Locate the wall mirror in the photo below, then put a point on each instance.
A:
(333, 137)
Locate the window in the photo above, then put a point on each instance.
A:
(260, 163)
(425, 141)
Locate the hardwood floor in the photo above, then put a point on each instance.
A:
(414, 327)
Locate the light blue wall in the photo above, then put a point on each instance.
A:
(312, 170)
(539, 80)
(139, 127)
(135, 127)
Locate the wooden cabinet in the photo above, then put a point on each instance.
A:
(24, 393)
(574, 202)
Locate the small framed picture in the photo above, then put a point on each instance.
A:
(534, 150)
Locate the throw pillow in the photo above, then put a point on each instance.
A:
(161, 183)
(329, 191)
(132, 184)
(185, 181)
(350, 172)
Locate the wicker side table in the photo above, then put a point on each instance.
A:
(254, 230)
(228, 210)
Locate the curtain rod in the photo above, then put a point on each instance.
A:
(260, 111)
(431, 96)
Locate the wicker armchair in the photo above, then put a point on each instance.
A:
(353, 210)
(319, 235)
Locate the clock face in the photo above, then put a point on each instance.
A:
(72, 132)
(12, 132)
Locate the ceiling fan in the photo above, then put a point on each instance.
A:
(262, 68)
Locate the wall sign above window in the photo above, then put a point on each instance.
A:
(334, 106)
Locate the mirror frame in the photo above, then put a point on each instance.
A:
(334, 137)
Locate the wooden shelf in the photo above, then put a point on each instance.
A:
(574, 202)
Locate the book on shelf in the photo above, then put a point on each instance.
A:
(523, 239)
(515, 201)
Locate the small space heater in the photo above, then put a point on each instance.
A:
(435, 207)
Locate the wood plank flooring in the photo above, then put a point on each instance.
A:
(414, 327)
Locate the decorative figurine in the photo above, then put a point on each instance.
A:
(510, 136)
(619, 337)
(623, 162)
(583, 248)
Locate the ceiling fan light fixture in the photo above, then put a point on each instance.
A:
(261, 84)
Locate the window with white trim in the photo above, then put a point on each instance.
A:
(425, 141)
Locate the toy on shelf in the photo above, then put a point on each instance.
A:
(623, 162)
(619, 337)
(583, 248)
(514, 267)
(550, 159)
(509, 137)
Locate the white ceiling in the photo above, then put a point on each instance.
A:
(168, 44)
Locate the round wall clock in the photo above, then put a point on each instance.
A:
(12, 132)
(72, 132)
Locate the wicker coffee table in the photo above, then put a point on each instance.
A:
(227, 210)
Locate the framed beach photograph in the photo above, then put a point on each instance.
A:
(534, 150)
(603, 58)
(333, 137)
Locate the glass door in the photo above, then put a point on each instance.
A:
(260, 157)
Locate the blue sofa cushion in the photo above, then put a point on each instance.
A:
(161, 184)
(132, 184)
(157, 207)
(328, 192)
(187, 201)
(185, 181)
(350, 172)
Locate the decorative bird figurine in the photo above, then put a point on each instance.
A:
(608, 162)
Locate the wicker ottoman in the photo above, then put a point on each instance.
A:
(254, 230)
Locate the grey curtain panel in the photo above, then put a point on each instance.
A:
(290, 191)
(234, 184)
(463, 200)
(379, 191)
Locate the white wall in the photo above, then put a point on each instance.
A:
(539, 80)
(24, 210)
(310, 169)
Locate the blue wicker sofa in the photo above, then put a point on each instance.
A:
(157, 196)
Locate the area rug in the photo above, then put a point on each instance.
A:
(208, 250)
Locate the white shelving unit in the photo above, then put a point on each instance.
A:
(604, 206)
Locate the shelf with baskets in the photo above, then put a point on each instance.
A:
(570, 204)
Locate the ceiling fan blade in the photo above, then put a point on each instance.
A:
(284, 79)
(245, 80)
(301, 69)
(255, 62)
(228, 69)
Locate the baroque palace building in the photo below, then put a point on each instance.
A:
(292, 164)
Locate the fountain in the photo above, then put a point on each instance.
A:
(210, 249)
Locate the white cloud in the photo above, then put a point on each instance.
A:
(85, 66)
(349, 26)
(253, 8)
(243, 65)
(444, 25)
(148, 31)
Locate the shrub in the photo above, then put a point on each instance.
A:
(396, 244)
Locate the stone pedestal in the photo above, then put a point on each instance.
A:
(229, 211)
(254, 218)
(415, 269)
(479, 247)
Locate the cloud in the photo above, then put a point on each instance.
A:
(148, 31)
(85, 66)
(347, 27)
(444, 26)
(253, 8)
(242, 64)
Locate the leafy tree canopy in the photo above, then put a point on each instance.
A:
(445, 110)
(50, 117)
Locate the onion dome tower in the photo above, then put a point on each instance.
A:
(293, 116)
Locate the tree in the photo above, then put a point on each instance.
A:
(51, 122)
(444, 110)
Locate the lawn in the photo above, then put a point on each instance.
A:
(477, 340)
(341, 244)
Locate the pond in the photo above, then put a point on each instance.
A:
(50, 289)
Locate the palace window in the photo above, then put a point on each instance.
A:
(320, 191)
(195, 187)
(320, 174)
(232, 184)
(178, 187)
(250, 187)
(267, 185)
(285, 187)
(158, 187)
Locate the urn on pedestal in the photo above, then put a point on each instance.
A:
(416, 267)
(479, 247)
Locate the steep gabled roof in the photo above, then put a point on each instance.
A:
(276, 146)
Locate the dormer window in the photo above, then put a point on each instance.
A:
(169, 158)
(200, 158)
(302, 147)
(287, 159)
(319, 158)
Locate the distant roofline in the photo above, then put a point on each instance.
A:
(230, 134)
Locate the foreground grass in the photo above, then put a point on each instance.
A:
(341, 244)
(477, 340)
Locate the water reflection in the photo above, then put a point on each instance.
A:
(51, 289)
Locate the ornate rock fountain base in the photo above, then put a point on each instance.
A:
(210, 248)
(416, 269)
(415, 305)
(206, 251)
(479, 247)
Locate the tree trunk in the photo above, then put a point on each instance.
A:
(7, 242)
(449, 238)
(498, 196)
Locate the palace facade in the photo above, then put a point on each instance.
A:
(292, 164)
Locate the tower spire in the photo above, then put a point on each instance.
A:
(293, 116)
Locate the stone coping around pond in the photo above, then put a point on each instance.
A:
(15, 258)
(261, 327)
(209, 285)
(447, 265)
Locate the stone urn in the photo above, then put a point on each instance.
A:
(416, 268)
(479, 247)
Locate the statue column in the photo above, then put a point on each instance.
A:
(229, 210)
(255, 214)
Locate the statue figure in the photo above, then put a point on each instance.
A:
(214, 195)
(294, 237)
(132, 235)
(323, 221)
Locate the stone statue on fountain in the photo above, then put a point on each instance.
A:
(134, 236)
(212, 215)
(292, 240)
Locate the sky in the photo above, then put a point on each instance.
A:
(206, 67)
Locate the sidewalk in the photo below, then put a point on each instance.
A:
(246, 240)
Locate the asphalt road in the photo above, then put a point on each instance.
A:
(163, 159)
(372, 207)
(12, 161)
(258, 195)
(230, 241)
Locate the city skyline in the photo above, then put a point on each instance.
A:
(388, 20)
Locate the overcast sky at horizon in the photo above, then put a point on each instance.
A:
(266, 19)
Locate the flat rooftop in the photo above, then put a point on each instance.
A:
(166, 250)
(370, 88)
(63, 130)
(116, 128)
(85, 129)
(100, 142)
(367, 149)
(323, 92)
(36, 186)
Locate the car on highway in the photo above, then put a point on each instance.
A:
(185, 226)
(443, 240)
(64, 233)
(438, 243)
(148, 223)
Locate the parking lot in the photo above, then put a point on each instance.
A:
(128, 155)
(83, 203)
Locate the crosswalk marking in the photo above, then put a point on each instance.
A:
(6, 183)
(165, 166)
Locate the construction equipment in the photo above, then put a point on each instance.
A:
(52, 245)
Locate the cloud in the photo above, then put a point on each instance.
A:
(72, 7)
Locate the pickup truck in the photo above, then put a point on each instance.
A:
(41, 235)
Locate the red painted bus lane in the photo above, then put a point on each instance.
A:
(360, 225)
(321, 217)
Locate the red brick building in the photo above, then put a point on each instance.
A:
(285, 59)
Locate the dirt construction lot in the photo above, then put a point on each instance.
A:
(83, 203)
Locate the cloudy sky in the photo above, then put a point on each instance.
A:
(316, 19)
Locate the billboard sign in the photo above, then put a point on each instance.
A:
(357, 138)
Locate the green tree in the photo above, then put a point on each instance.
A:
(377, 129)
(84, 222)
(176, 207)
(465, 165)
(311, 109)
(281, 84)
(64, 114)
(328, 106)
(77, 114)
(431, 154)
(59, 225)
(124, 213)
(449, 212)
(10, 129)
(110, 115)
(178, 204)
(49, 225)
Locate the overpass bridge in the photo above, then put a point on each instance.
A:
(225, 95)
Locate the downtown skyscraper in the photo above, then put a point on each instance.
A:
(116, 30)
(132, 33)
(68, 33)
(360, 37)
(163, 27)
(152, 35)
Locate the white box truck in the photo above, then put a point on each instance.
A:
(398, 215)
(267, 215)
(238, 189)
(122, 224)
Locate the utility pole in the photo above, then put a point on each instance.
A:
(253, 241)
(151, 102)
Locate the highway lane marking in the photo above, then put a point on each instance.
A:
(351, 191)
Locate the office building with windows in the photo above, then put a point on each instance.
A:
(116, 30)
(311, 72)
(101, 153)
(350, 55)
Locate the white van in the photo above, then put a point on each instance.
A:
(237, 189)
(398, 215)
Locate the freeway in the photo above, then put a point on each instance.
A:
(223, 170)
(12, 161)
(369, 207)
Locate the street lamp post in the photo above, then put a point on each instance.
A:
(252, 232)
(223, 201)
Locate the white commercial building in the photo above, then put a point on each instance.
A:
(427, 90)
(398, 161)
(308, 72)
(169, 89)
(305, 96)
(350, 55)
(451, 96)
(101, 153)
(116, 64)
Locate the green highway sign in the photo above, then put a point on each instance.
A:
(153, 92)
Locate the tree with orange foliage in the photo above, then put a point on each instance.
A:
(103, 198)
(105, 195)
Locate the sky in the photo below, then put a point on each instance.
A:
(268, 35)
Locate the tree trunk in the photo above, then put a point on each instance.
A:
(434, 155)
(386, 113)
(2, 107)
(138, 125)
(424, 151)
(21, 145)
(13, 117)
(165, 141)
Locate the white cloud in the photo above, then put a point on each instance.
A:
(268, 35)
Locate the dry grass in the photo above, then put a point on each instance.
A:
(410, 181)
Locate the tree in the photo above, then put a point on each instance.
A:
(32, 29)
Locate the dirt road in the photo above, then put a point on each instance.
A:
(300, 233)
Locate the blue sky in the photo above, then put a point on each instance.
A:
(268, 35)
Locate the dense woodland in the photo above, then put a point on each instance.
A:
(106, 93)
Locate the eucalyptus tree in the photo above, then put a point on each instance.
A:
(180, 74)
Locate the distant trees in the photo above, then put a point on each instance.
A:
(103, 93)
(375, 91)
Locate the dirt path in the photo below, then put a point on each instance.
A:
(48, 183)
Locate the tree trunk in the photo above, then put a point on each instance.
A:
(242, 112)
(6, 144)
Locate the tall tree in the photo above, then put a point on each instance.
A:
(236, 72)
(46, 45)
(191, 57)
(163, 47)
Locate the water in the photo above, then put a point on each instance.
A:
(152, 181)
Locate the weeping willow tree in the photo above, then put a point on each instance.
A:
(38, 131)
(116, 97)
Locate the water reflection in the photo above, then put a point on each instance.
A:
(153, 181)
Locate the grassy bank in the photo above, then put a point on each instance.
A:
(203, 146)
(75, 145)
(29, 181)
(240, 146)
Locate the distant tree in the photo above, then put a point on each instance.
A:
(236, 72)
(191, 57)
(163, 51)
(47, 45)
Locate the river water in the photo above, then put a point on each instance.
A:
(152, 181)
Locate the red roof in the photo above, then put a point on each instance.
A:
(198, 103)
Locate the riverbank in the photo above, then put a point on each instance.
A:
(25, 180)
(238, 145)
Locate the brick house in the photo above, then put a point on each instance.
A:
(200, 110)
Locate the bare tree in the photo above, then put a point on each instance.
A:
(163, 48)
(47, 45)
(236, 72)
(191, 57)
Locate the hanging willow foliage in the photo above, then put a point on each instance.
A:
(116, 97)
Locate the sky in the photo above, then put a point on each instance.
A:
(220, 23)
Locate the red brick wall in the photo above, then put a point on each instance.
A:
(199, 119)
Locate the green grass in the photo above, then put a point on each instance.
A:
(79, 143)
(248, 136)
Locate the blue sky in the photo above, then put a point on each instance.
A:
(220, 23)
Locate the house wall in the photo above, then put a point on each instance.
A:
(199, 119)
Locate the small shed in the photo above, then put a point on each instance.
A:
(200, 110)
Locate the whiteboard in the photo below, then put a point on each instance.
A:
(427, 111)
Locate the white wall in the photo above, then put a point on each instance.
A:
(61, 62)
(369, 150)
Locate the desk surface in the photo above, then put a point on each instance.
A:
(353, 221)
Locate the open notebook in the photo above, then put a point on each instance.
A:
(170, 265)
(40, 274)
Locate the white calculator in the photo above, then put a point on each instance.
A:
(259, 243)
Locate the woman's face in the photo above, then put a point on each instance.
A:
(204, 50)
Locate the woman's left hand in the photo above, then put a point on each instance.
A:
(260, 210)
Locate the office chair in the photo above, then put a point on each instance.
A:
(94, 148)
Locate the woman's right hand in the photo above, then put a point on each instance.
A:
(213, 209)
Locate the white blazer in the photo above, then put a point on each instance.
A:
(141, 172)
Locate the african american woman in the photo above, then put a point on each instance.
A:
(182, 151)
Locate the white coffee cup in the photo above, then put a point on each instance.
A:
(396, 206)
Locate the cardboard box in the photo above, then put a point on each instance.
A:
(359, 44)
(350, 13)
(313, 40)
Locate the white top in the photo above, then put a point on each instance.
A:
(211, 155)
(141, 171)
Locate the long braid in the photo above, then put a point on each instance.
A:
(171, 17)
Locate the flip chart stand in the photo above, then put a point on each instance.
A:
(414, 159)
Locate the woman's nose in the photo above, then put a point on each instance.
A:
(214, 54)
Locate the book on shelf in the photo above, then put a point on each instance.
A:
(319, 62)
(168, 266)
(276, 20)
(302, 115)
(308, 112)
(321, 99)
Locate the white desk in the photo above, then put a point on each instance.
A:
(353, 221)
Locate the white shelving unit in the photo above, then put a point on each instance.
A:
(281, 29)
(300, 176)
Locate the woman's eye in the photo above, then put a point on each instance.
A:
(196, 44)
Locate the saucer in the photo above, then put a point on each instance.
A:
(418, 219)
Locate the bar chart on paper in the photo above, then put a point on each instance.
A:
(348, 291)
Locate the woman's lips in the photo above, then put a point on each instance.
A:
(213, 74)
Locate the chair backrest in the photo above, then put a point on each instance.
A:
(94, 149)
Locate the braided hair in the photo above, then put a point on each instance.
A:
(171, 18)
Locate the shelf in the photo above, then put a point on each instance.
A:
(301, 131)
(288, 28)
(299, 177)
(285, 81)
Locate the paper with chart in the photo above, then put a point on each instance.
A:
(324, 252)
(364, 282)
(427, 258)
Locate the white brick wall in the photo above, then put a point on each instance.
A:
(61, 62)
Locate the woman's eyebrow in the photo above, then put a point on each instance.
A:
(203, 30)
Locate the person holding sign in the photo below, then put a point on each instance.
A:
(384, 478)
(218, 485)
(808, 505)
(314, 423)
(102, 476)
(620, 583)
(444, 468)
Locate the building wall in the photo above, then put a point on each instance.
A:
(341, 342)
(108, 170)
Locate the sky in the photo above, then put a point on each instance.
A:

================

▸ PROBLEM TO SOLVE
Every line above that includes the word "house" must appear in the answer.

▸ RESPONSE TO THIS EXERCISE
Locate the brick house in the photo above, then put a point on each instance.
Locate the house wall in the photo above, then put a point on each instance.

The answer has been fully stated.